#### Try it
List every person named in the commentary below on Christine Lagarde's bid to head the IMF.

#### Passage for review
◇ ◇ ◇ ◇ ◇ ◇ ◇
All 27 members of the European Union rallied around French Finance minister Christine Lagarde for the post of IMF director. Lagarde, 55, a former synchronized swimming champion was for many years a member of Baker & Mackenzie, a top law firm in the United States. Additionally Ms. Lagarde had the foresight to cultivate contacts in Asia and is therefore the favorite candidate to succeed Dominique Strauss-Kahn.
It was almost as if the European Union's political class was rallying around a France that was forced to watch a man considered presidential timber reduced to the status of a common felon. Lagarde's succession would salvage some of that pride.
One interesting argument advanced in favor of Ms. Lagarde by Nobel prize-winning economist Robert Mundell was that her ascension to the post would be a reaffirmation of women's honor, given the circumstances that led to Strauss-Kahn's resignation.
On the basis of that argument, one can speculate on who the preferred nominee would be if Strauss-Kahn had other predilections. US Secretary of State Hillary Clinton provided support to the feminist slant by claiming that "We welcome women who are well qualified and experienced to head major organizations such as the IMF."
The selection of Lagarde is not going to go down without a fight, particularly from the BRICS countries (Britain Brazil Russia, India, China and South Africa). These countries, who sometimes hear unflattering remarks about the transparency and probity of their politics, were happy to lambaste the Europeans about the lack of transparency in the selection process and their reliance on the "obsolete unwritten convention" that the director of the IMF had to be a European.
◇ ◇ ◇ ◇ ◇ ◇ ◇
#### Information

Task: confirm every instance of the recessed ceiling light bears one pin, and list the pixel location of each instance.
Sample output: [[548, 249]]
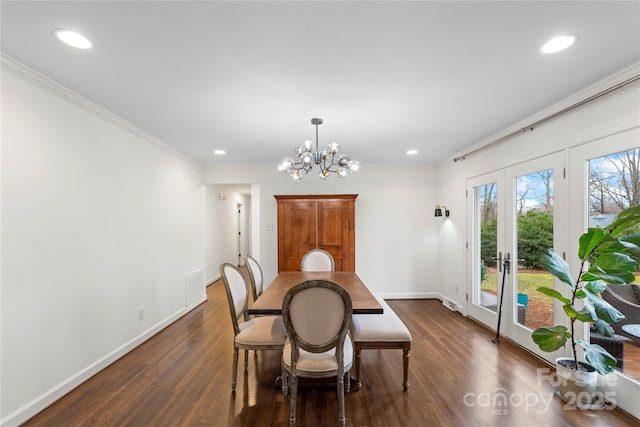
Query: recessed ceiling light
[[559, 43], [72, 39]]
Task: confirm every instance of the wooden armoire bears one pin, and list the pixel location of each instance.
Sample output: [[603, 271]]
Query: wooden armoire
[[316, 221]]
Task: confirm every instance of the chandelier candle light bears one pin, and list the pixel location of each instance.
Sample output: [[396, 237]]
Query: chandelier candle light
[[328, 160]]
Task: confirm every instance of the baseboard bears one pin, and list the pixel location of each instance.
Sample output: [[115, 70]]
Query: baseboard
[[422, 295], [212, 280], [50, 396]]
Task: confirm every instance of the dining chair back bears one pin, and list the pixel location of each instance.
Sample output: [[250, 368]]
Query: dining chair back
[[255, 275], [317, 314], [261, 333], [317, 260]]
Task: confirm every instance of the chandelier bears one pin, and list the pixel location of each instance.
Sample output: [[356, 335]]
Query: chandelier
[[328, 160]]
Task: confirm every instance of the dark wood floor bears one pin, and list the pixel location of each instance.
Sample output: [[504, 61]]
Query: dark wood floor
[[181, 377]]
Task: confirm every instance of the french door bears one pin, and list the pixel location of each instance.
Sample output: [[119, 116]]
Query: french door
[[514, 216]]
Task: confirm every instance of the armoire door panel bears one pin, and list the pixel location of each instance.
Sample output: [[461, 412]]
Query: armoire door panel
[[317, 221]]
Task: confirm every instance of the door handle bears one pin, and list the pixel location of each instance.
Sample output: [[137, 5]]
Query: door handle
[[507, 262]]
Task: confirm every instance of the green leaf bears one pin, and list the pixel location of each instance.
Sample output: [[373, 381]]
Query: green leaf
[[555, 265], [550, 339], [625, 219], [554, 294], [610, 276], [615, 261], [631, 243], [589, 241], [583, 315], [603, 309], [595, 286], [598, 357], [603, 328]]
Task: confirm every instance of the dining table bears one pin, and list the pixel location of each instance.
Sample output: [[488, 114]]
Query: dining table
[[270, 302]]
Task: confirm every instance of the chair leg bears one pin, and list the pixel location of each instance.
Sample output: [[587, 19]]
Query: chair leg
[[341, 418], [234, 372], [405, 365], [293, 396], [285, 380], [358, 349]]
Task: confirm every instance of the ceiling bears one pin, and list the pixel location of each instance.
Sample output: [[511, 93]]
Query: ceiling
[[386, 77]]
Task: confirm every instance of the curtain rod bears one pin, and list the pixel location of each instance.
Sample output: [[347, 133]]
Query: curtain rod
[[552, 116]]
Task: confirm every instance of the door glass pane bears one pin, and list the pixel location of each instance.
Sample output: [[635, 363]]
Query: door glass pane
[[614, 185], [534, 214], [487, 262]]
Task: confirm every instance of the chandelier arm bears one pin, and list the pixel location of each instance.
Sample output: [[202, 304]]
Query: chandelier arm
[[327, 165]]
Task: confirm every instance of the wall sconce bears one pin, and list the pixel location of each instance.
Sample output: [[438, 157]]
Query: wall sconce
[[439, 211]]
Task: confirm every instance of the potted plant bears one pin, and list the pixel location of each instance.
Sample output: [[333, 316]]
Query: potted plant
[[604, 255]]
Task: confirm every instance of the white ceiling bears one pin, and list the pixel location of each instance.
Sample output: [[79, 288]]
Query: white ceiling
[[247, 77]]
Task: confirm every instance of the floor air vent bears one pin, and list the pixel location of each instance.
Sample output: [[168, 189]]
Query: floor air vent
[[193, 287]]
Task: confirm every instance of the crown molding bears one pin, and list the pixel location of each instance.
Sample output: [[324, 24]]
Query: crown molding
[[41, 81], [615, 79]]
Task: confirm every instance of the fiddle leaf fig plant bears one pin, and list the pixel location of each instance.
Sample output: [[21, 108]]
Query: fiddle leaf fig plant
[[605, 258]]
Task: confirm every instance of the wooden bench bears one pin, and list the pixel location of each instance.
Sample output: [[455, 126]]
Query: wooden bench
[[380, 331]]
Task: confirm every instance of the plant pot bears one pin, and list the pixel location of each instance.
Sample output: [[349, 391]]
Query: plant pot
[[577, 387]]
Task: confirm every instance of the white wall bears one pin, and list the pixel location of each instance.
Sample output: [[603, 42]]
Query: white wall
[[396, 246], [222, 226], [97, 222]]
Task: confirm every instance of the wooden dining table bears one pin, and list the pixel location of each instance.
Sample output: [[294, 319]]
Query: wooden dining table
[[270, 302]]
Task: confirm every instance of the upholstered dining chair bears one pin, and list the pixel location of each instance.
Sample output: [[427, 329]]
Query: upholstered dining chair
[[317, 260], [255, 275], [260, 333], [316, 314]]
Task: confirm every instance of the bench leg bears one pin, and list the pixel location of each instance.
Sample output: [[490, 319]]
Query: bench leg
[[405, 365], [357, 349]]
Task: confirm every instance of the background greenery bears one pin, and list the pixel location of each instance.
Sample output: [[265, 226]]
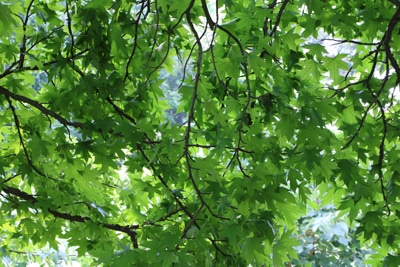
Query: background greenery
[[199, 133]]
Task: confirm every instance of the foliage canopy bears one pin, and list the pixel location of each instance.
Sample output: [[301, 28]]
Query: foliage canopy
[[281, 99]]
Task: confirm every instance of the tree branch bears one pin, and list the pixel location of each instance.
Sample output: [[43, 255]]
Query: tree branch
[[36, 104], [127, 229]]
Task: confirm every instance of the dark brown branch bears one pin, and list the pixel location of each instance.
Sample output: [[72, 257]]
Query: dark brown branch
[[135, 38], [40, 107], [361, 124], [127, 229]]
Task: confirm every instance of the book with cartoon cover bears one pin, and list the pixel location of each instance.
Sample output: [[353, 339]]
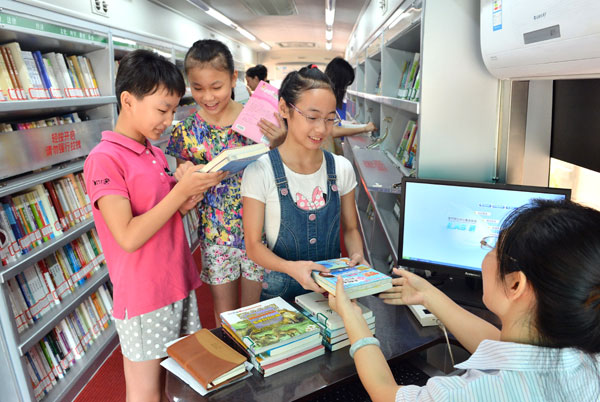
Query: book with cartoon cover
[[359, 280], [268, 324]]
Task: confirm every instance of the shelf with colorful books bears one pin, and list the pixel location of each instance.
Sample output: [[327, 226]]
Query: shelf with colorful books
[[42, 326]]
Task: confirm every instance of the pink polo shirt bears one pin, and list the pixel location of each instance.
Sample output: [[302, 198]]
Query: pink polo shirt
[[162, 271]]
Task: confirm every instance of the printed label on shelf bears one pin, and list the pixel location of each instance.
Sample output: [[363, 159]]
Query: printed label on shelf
◇ ◇ ◇ ◇ ◇ ◇ ◇
#### Solution to the exercise
Christine Lagarde
Dominique Strauss-Kahn
Robert Mundell
Hillary Clinton